• _Passage for review_:
-=-=-
September 21, 2019

Wednesday's Daily Pulse

What you need to know about Florida today

| 5/22/2019

Evolution of Florida citrus growers: What it takes to stay in the embattled industry

Just 30 percent of the growers from 10 years ago are still fighting to stay in the industry. Some Florida citrus growers are finally starting to see an increase of orange production. Those who managed to stick around as the greening disease ravaged their groves have been experimenting with different variations of trees, expensive chemicals and fertilizers. [Source: WJCT]

See also:
» The state of Florida's citrus industry
» Florida citrus industry's battle with plant disease continues
» EPA proposes increasing use of antibiotic to fight citrus bacteria

Florida utilities can use federal tax savings for storm costs

Two Florida utilities can use savings from the federal tax overhaul to cover restoration costs after recent hurricanes, without raising customers’ electric bills, a state commission said. The Florida Public Service Commission on May 21 approved settlement agreements for Duke Energy Florida LLC and Tampa Electric Co. to lower storm restoration costs and standardize their processes for future storm restoration efforts. More from Bloomberg and Bay News 9.
-=-=-
• _Data excerpts_:

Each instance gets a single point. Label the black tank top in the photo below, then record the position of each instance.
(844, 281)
-=-=-
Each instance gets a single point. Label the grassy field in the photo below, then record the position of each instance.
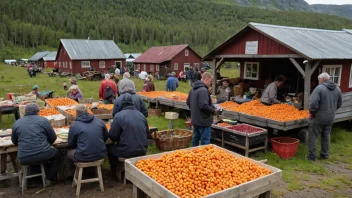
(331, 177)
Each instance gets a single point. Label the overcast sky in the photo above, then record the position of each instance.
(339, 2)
-=-=-
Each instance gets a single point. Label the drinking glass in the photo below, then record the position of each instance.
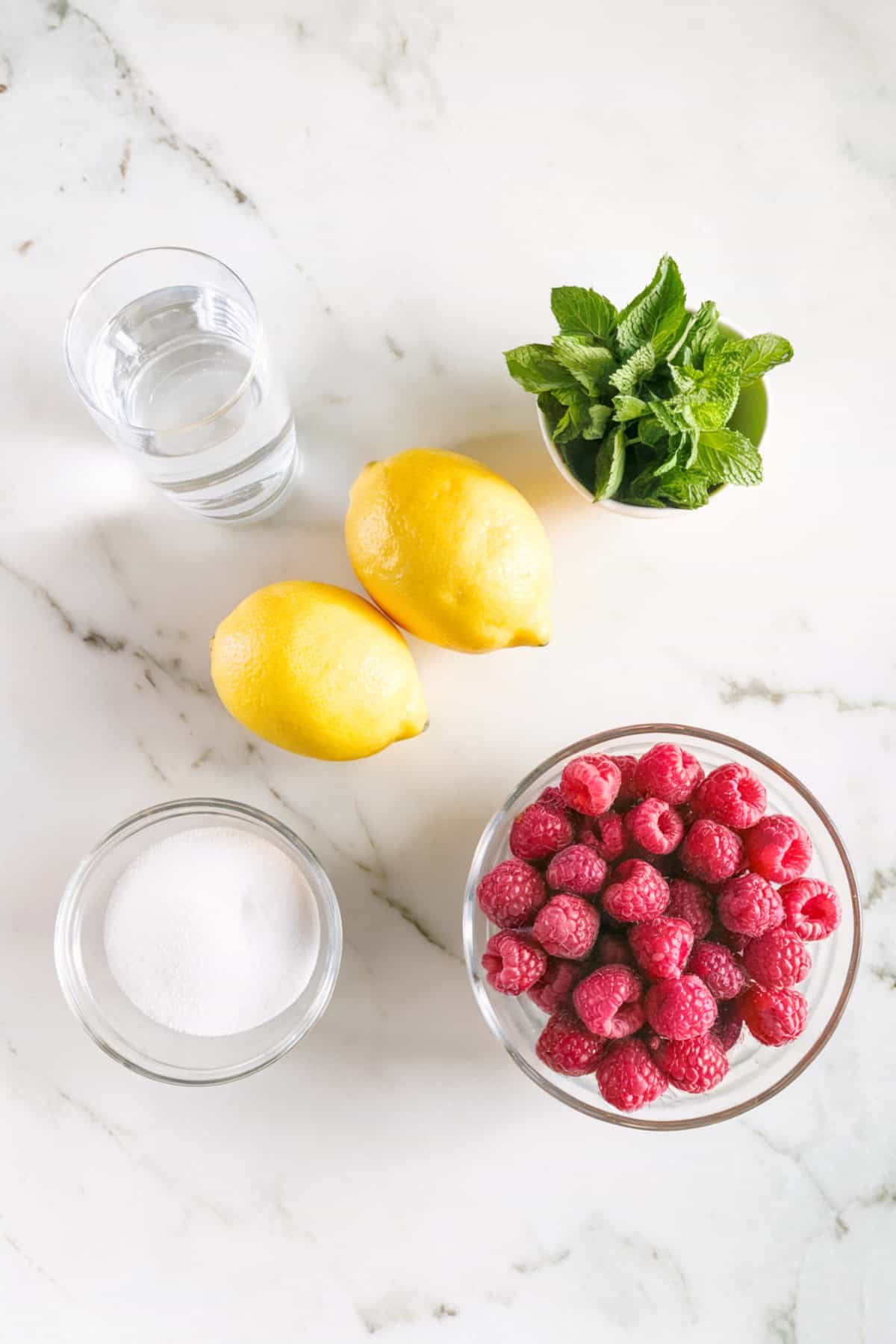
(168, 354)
-=-=-
• _Check your understanding_:
**A)** List every linked headline that appears under "See also:" in the Florida news digest.
**B)** According to the Florida news digest, how can the two utilities pay for storm restoration without raising customers' electric bills?

• _Outputs in order_:
**A)**
The state of Florida's citrus industry
Florida citrus industry's battle with plant disease continues
EPA proposes increasing use of antibiotic to fight citrus bacteria

**B)** Duke Energy Florida LLC and Tampa Electric Co. may use savings from the federal tax overhaul to cover restoration costs after recent hurricanes. Those savings cover the costs, so customers' electric bills do not have to rise.